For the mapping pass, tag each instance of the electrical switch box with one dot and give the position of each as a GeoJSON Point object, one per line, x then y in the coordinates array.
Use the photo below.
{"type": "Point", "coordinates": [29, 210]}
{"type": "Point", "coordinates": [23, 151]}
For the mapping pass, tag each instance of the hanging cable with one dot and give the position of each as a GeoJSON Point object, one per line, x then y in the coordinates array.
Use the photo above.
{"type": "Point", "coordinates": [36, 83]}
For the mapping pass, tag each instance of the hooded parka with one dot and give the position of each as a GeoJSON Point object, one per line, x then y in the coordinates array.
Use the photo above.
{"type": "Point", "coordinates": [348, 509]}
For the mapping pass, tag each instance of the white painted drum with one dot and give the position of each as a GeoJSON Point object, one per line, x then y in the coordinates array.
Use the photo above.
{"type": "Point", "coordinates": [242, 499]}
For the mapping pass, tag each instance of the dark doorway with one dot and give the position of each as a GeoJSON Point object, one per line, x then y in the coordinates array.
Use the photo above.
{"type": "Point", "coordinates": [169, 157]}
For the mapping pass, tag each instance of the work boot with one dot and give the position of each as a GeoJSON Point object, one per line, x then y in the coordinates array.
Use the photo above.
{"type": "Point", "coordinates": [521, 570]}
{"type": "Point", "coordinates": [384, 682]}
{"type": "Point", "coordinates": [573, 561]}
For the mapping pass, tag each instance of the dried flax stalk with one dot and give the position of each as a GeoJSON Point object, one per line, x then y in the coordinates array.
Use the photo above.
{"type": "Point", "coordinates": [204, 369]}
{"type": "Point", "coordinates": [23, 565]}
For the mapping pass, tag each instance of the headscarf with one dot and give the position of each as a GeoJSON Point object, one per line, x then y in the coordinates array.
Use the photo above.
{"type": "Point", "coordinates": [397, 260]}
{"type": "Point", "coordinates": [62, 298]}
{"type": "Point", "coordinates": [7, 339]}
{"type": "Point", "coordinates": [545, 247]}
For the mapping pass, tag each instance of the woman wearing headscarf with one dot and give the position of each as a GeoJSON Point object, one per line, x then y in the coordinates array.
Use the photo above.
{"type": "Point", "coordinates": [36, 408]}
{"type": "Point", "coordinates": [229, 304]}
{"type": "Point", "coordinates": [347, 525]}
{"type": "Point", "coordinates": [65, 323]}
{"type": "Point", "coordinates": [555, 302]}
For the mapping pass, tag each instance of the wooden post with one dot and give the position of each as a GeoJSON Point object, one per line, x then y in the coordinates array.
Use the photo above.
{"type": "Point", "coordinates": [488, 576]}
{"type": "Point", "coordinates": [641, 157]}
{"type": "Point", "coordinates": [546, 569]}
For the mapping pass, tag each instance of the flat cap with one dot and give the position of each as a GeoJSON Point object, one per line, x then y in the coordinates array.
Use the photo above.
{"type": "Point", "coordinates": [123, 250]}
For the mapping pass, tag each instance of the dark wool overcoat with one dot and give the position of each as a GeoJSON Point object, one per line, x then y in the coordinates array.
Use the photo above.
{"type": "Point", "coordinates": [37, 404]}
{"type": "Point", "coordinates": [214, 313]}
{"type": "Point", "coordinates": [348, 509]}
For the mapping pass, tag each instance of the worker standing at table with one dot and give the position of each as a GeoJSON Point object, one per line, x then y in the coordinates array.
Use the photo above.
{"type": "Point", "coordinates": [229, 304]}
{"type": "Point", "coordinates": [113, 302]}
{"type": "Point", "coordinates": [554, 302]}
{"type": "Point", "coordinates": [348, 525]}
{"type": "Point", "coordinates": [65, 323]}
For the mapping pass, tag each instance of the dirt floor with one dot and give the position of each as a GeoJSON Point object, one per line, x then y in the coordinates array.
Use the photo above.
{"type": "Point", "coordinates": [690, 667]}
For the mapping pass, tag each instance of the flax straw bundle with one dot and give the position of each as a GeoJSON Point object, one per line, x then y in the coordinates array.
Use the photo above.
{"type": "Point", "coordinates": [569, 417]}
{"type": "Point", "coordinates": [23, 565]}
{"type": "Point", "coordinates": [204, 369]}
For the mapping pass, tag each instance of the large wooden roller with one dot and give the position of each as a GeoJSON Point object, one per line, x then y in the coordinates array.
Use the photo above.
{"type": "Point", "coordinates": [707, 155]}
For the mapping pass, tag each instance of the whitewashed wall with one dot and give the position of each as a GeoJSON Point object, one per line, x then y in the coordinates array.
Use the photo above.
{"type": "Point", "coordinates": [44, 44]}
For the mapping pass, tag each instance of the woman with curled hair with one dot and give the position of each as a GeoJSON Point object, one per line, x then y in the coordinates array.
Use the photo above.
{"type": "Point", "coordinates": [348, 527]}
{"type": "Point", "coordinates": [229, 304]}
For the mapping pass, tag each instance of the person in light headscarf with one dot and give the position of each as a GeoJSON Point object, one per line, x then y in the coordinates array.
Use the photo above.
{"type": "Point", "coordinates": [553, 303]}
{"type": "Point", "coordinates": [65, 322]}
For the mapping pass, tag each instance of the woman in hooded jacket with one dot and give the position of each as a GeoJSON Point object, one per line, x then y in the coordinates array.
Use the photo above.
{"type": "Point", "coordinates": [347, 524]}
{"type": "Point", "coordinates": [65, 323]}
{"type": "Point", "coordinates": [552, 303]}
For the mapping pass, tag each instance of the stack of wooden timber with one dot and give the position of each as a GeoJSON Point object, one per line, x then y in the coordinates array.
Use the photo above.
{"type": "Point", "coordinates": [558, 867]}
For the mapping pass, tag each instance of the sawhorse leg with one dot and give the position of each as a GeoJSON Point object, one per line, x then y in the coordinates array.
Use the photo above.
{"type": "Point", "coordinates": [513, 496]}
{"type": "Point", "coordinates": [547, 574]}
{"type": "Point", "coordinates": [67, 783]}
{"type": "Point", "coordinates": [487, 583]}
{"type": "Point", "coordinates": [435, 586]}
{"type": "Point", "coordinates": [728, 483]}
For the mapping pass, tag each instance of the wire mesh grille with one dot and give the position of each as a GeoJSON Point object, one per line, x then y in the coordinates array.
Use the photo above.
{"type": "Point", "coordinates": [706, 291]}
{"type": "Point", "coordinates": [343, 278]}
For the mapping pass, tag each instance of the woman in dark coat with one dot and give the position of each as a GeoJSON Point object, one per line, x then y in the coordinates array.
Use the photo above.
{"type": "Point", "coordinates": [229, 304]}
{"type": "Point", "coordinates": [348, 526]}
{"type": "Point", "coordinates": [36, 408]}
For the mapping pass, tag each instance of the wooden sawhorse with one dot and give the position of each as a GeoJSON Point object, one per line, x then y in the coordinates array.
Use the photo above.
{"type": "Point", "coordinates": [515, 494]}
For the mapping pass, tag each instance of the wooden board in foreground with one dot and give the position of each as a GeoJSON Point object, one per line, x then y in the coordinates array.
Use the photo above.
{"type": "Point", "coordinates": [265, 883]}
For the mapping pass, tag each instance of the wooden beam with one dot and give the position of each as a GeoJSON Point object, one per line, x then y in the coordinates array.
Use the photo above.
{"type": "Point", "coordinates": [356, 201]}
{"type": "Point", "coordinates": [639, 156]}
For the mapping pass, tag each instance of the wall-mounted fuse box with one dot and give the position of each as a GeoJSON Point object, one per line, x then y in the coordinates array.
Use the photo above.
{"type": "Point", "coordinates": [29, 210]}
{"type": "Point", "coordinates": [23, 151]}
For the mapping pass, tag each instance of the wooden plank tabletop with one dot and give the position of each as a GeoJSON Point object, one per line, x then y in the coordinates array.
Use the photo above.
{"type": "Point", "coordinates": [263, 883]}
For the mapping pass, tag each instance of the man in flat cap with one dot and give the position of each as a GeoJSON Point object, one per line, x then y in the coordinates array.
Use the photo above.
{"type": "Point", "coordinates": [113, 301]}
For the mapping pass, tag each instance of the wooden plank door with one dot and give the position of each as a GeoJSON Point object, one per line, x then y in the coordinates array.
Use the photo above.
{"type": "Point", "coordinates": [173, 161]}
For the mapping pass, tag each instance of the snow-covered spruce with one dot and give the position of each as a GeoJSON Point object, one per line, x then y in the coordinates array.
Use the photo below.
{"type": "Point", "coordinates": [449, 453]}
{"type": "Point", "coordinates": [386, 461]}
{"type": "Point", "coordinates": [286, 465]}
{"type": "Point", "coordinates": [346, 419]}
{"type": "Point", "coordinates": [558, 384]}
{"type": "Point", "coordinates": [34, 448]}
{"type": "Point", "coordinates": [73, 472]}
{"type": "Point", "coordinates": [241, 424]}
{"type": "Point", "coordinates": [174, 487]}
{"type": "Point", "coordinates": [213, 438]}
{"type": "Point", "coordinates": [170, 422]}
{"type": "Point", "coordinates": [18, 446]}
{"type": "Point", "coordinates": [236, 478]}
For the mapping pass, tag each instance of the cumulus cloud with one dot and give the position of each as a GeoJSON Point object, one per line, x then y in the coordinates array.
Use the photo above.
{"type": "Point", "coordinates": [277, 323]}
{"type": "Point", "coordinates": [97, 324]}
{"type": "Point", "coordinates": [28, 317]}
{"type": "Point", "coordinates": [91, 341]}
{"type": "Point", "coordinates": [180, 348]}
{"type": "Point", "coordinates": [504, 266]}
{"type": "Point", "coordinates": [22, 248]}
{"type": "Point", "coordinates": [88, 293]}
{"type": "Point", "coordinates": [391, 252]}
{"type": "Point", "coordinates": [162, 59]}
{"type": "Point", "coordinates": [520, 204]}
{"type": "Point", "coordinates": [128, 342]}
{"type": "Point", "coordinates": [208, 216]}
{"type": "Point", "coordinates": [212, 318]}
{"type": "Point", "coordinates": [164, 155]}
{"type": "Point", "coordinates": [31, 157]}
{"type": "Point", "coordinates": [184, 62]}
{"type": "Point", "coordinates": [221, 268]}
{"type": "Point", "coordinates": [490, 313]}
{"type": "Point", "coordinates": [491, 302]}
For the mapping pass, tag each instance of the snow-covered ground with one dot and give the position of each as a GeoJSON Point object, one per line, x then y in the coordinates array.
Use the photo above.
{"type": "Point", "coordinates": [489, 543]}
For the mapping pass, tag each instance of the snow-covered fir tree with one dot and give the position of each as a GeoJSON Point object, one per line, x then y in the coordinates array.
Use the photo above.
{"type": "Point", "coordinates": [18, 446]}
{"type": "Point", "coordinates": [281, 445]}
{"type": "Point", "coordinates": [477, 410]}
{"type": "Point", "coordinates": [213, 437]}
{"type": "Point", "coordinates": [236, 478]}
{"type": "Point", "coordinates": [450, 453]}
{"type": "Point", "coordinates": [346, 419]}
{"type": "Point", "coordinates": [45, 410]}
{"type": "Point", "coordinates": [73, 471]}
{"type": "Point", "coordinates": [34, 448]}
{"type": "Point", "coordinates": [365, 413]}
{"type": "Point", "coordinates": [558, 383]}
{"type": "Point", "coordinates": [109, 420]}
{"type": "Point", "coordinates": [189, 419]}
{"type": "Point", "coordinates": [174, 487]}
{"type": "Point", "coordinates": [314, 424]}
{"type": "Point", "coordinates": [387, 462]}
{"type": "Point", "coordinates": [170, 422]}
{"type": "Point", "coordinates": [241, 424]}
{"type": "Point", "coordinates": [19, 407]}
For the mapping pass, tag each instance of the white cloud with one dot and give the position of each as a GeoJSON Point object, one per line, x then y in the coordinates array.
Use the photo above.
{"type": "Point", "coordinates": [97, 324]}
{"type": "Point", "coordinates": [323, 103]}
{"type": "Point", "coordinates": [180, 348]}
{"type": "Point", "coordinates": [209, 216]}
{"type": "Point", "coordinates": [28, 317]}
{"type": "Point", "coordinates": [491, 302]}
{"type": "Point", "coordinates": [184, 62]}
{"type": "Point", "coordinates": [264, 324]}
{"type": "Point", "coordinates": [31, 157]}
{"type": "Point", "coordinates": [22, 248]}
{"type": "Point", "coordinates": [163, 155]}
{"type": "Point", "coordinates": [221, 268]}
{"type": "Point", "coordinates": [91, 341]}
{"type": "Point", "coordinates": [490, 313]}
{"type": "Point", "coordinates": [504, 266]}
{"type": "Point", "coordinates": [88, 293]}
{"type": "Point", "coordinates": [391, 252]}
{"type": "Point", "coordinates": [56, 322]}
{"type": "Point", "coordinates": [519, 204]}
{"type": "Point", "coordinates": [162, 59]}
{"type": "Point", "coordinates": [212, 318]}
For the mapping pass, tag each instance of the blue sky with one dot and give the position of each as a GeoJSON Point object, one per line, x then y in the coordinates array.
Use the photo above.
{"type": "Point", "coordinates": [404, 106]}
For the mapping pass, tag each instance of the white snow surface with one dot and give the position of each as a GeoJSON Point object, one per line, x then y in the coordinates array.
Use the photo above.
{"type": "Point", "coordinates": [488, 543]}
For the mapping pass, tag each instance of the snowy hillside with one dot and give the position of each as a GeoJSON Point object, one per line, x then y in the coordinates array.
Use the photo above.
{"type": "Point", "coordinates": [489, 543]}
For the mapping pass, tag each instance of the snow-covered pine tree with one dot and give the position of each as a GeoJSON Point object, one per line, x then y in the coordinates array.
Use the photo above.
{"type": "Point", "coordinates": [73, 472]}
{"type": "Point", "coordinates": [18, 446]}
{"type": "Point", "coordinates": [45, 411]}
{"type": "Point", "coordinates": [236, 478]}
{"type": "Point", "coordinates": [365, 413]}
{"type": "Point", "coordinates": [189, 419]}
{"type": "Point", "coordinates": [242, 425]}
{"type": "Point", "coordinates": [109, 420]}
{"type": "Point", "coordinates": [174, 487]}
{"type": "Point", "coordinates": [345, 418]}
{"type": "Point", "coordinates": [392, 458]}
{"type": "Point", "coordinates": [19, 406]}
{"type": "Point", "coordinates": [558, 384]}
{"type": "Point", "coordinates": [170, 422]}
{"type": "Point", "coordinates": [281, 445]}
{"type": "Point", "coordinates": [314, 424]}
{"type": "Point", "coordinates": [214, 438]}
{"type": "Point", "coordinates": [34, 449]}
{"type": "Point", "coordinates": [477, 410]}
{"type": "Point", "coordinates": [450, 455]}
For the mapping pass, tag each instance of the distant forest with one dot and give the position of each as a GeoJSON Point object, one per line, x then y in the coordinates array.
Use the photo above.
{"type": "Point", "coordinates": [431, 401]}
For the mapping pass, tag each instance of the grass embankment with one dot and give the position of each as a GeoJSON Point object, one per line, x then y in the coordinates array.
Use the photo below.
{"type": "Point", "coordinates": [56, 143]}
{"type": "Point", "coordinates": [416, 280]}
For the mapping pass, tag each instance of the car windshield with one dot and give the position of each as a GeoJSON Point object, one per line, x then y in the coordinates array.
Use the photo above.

──────

• _INSTRUCTIONS TO FOLLOW_: Repeat exactly the lines above, starting with the line that contains "For the mapping pass, tag each instance of the snowy" and ending with the last line, both included, and nothing else.

• _FULL RESPONSE_:
For the mapping pass, tag each instance of the snowy hillside with one dot and give the position of each as a GeoJSON Point object, one per line, x then y in the coordinates array.
Use the photo above.
{"type": "Point", "coordinates": [489, 543]}
For the mapping pass, tag each instance of the snow-covered pine tree with one dot and give the position of each as a GeoJSON Point object, one per line, x then y in the coordinates array.
Use the photo above.
{"type": "Point", "coordinates": [73, 472]}
{"type": "Point", "coordinates": [18, 446]}
{"type": "Point", "coordinates": [45, 411]}
{"type": "Point", "coordinates": [236, 478]}
{"type": "Point", "coordinates": [365, 413]}
{"type": "Point", "coordinates": [189, 419]}
{"type": "Point", "coordinates": [242, 425]}
{"type": "Point", "coordinates": [109, 420]}
{"type": "Point", "coordinates": [174, 487]}
{"type": "Point", "coordinates": [345, 418]}
{"type": "Point", "coordinates": [392, 458]}
{"type": "Point", "coordinates": [19, 406]}
{"type": "Point", "coordinates": [558, 384]}
{"type": "Point", "coordinates": [170, 422]}
{"type": "Point", "coordinates": [281, 445]}
{"type": "Point", "coordinates": [314, 424]}
{"type": "Point", "coordinates": [214, 438]}
{"type": "Point", "coordinates": [34, 449]}
{"type": "Point", "coordinates": [477, 410]}
{"type": "Point", "coordinates": [450, 455]}
For the mapping pass, tag each instance of the distant forest with one dot and give the position of each as a GeoJSON Point object, one per line, x then y in the coordinates array.
Use the photo above.
{"type": "Point", "coordinates": [431, 401]}
For the mapping pass, tag each instance of the grass embankment with one dot and give the position of each as a GeoJSON Point object, one per line, x then y in the coordinates array.
Use the photo below.
{"type": "Point", "coordinates": [56, 143]}
{"type": "Point", "coordinates": [416, 280]}
For the mapping pass, tag each instance of the car windshield with one dot and give the position of each as a GeoJSON Point object, one per line, x then y in the coordinates array.
Use the photo above.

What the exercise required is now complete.